▶ [EXERCISE] From the light messaging patent claims below, copy everything from "5. The method of claim 1, wherein" down to "messages are embedded.".

▶ [SELECTED EXCERPT]
2. The method of claim 1, wherein the CDTF model is implemented using a machine learning technique.
3. The method of claim 2, wherein the neural network implementing the CDTF model includes a neural network system having at least one convolutional neural network.
4. The method of claim 2, wherein the CDTF model is trained using a loss function that includes a perceptual metric.
5. The method of claim 1, wherein the training image data includes photographs taken by a plurality of cameras.
6. The method of claim 1, wherein the training image data includes images displayed on a plurality of display devices.
7. The method of claim 1, wherein the embedding model includes a first processing path for the message and a second processing path for carrier images into which the hidden messages are embedded.
8. The method of claim 7, wherein features of the carrier images and messages are shared by the first and second processing paths.
9. The method of claim 1, wherein the carrier image in which the coded image is displayed and captured using different display and camera devices than those from which the training image data is obtained.
10. The method of claim 1, wherein the coded images are encoded spatially by the embedding model such that time-based synchronization is not required to decode the code images using the recovery model.
11. A method of light messaging using a camera-display distortion model, including an embedding model configured to embed a hidden message into a carrier image and transform the carrier image into a coded image, a camera-display transfer model configured to receive the coded image from the embedding model and to generate a modified coded image that simulates camera-display distortion, and a recovery model configured to retrieve the hidden message from the modified coded image, the method comprising: receiving an image emitted by a display device in which a message has been embedded using the embedding model trained with the CDTF model; processing the received image through the recovery model trained with the CDTF model; and determining the hidden message.
12. The method of claim 11, wherein the embedding model, camera-display transfer model and recovery model are trained, using training image data, to minimize a difference between the hidden message embedded in the carrier image by the embedding model, and the message retrieved subject to the camera-display distortion simulated by the CDTF model.
13. A method of light messaging using a camera-distortion model including an embedding model configured to embed a hidden message into a carrier image and transform the carrier image into a coded image, a camera-display transfer model configured to receive the coded image from the embedding model and to generate modified coded images that simulate camera-display distortion based upon training image data, and a recovery model configured to retrieve the hidden message from the modified coded image, the method comprising: embedding a further hidden message in a carrier image using the embedding model trained with the CDTF model, transforming the carrier image into a coded image; and displaying the coded image using a display device.
14. A method of light messaging in which a hidden message is transmitted in a coded image emitted from a display device and retrieved from the coded image using a camera, comprising: training a camera-display transfer function model configured to receive the coded image from an embedding model and to generate modified coded images that simulate camera-display distortion based upon training image data, the modified coded images being delivered to a recovery model that is configured to decode the hidden messages from the modified coded images and to output hidden message determinations; and training both the embedding model and the recovery model using the prior-trained CDTF model and the training image data to minimize a difference between the input hidden messages and the hidden message determinations.
15. The method of claim 14, wherein the CDTF model is implemented using a machine learning technique.

▶ [SUPPLIED INFORMATION]
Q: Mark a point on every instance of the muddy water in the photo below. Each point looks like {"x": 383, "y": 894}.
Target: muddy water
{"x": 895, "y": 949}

▶ [EXERCISE RESULT]
5. The method of claim 1, wherein the training image data includes photographs taken by a plurality of cameras.
6. The method of claim 1, wherein the training image data includes images displayed on a plurality of display devices.
7. The method of claim 1, wherein the embedding model includes a first processing path for the message and a second processing path for carrier images into which the hidden messages are embedded.